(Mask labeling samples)
——

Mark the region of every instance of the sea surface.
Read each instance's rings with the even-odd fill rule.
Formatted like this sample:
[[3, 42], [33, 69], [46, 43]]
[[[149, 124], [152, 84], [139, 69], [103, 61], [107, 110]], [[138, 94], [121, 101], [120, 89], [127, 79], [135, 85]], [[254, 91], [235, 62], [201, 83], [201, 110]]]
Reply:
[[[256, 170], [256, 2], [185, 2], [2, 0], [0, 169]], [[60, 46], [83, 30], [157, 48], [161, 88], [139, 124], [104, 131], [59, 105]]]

——

*WORK TO COMPLETE*. Can you reproduce every row above, requests included, shifting each point coordinate in the answers by adding 53 to both of its numbers?

*EXERCISE SOLUTION*.
Mark the region of every instance of the sea surface.
Read each instance's rings with the even-odd fill rule.
Formatted like this sample:
[[3, 42], [33, 69], [46, 43]]
[[[149, 124], [152, 84], [139, 69], [103, 61], [107, 110]], [[138, 94], [121, 101], [120, 89], [127, 79], [135, 85]], [[254, 91], [235, 62], [201, 83], [201, 110]]]
Reply:
[[[309, 223], [309, 55], [238, 55], [55, 53], [53, 222]], [[113, 99], [136, 83], [210, 101], [214, 141], [192, 177], [157, 184], [112, 158]]]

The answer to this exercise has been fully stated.